▶ _DATA EXTRACT_:

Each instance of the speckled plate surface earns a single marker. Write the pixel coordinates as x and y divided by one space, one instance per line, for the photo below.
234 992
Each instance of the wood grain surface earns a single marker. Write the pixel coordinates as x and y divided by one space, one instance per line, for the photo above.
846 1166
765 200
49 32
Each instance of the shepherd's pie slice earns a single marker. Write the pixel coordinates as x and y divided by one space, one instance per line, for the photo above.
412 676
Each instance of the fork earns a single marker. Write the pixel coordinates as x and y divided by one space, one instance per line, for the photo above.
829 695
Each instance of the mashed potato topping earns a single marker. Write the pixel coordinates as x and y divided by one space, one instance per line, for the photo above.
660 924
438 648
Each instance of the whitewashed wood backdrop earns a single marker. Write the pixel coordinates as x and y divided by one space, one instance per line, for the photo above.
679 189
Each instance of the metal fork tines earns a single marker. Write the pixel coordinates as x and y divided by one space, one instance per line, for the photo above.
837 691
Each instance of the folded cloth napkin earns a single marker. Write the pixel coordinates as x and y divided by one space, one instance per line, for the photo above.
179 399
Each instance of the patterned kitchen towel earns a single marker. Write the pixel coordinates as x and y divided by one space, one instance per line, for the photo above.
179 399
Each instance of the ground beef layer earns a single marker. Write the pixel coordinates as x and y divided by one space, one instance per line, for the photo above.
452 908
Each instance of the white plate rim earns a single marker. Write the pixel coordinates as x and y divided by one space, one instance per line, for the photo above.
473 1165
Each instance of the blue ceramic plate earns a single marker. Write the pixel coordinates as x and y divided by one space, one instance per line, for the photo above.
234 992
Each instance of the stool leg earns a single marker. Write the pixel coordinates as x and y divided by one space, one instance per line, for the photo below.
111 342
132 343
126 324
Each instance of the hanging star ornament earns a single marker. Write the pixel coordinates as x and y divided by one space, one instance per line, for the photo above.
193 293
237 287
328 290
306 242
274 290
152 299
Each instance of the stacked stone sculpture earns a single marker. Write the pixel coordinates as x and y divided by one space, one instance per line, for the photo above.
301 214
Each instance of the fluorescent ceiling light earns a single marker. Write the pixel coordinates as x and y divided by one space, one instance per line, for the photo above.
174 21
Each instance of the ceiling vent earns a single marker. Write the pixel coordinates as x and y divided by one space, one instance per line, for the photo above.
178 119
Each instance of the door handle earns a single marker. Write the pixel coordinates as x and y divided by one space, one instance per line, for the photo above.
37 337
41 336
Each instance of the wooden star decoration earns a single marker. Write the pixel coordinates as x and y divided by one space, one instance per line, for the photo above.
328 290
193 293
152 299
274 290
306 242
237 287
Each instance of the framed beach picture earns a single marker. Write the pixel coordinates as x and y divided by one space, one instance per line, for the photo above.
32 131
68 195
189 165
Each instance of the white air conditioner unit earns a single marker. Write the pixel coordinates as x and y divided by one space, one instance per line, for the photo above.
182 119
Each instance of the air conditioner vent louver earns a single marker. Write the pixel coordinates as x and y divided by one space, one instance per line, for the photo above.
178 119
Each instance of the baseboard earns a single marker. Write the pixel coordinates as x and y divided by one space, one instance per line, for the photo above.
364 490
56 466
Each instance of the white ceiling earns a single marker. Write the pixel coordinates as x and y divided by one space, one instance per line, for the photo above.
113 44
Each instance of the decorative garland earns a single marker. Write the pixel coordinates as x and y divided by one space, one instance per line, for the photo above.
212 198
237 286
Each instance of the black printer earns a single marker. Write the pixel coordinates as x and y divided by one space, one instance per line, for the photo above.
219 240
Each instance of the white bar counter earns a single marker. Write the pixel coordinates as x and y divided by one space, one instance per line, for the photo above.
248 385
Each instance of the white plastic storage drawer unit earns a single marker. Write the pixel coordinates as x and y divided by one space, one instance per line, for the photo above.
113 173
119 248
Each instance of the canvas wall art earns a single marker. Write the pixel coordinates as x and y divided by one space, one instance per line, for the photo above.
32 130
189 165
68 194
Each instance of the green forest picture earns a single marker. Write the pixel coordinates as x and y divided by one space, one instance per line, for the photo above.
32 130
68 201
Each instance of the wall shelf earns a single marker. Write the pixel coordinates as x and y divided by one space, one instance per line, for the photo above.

▶ _WRITTEN TASK_: Return, unchanged, each line from the line containing "Each instance of the white air" through the last line of the material.

▶ _ANSWER TO THE PROBLEM_:
Each instance of the white air conditioner unit earns a single marker. Write the pixel coordinates as x and y divided by one space, one instance per line, for the photo above.
182 119
Each instance of the air conditioner vent louver earns a single marker. Write the pixel coordinates as x and y divided by one space, one instance per line, for the photo above.
178 119
Each instance of the baseboard earns a single marker. Write the pixel coordinates as x and y divided by one space, one instance per line, for the photo above.
364 490
56 466
Each instance of the white ceiling earns a single marker. Write the pixel coordinates as x and y divided by one space, one instance per line, for the photo above.
113 44
Each instance of the decorative garland earns a single marker. Write the pixel coordinates as x and y divided by one space, one instance per line, for the photo above.
212 198
237 286
Each instance of the black printer earns a single marker. Write the pixel coordinates as x and y divided by one space, one instance per line, for the photo above.
219 240
Each instance of the white bar counter earns a single marker. Write the pixel coordinates as x and y divided by one space, one instance per line, for the photo above.
248 385
Each instance of the white plastic storage drawer unit earns a single marker. Write the pixel coordinates as x and y divided by one space, one instance per line, for the photo above.
113 173
119 248
Each instance of the canvas wall art earns a single marker. Write the pixel coordinates as x and y divided by one space, one instance per line, for the photo above.
32 130
189 165
68 194
Each instance of the green forest picture earns a single marker. Write the pixel coordinates as x and y divided by one space, one instance per line, for the photo above.
32 130
68 201
Each instance of the wall shelf earns a single marker. Write the pixel coordinates as x and y divided by one space, one instance per line, for the photo above.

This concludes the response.